(Location labeling records)
══════

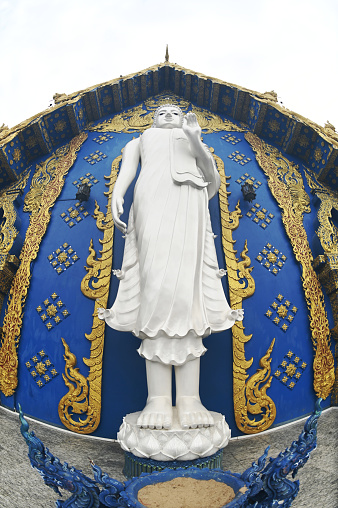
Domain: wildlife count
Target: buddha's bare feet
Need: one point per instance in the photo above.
(157, 414)
(192, 413)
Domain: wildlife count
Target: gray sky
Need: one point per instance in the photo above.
(290, 46)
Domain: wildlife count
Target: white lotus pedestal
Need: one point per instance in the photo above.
(150, 450)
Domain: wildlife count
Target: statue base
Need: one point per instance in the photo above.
(175, 444)
(135, 466)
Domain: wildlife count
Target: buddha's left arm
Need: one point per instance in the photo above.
(204, 159)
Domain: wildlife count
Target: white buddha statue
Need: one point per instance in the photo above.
(170, 292)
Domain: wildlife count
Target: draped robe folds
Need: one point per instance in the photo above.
(170, 293)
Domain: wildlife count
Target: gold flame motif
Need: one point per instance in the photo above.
(287, 187)
(49, 189)
(80, 408)
(254, 410)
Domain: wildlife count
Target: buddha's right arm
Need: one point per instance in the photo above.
(130, 160)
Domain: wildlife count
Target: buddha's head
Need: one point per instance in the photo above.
(168, 116)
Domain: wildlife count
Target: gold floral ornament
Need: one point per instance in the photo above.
(80, 408)
(254, 410)
(46, 187)
(9, 232)
(326, 264)
(140, 118)
(286, 185)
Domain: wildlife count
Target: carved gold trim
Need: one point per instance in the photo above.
(84, 393)
(138, 119)
(328, 237)
(254, 410)
(8, 231)
(286, 185)
(40, 207)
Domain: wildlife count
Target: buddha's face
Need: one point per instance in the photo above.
(168, 118)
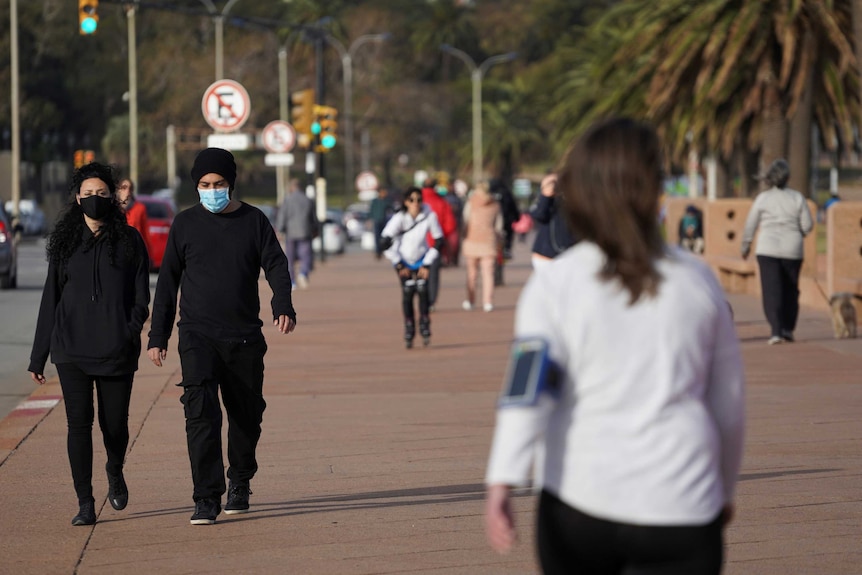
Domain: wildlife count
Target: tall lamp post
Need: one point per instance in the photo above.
(476, 75)
(218, 18)
(133, 92)
(346, 56)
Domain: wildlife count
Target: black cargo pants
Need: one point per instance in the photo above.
(235, 368)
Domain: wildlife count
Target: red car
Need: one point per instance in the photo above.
(160, 216)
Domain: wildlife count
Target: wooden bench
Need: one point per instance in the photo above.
(734, 274)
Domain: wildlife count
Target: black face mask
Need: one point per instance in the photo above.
(96, 207)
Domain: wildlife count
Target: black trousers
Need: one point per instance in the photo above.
(235, 368)
(434, 281)
(779, 282)
(570, 541)
(114, 394)
(410, 288)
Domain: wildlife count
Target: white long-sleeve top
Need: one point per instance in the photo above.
(648, 427)
(409, 243)
(784, 220)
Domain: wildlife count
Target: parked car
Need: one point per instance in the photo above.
(160, 216)
(8, 252)
(30, 216)
(334, 233)
(355, 221)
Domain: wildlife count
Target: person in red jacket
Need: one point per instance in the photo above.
(136, 212)
(441, 207)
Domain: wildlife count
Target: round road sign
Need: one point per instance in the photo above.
(278, 137)
(366, 181)
(226, 105)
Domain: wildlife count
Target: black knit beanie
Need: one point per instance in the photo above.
(214, 161)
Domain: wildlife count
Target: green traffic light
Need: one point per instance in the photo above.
(89, 25)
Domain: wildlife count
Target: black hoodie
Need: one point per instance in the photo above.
(93, 311)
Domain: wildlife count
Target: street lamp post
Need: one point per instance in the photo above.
(476, 75)
(346, 56)
(218, 18)
(133, 93)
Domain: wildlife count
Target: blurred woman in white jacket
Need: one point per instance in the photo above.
(643, 438)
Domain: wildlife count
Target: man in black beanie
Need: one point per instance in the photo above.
(216, 249)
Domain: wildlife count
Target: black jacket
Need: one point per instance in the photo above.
(553, 236)
(92, 311)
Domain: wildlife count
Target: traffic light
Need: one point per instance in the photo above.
(88, 16)
(326, 120)
(302, 111)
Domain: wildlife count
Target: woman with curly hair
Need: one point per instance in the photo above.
(94, 305)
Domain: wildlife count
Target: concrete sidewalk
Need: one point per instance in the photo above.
(372, 456)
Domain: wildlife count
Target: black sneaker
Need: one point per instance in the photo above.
(118, 493)
(237, 498)
(86, 514)
(206, 510)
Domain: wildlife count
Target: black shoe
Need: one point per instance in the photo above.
(237, 498)
(206, 510)
(118, 493)
(86, 514)
(425, 329)
(409, 332)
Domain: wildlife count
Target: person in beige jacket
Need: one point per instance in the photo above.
(483, 228)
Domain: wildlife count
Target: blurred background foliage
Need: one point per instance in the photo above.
(723, 78)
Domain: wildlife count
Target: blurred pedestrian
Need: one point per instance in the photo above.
(94, 305)
(643, 423)
(407, 248)
(447, 223)
(297, 222)
(483, 236)
(784, 220)
(553, 235)
(215, 251)
(380, 211)
(452, 245)
(136, 212)
(511, 213)
(691, 230)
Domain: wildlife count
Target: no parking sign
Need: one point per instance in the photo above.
(226, 105)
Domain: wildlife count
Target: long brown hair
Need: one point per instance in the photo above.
(611, 182)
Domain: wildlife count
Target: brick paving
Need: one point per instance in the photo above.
(372, 456)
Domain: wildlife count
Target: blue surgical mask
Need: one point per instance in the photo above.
(215, 200)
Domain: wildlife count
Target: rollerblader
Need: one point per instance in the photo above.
(406, 247)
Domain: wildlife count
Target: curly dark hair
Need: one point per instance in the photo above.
(68, 234)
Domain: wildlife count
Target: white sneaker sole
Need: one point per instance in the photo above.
(202, 521)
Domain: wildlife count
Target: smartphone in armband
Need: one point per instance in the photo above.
(529, 374)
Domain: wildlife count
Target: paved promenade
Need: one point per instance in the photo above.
(372, 456)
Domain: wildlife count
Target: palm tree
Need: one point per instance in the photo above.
(720, 74)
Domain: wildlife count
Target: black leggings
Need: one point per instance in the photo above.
(779, 282)
(570, 541)
(411, 286)
(114, 394)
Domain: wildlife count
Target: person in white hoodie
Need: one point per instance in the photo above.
(404, 239)
(784, 220)
(642, 438)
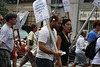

══════

> [Given task]: Tally the lines of the material above that contain the string "beanie", treating case as significant, and give only the number.

> [Solution below]: 2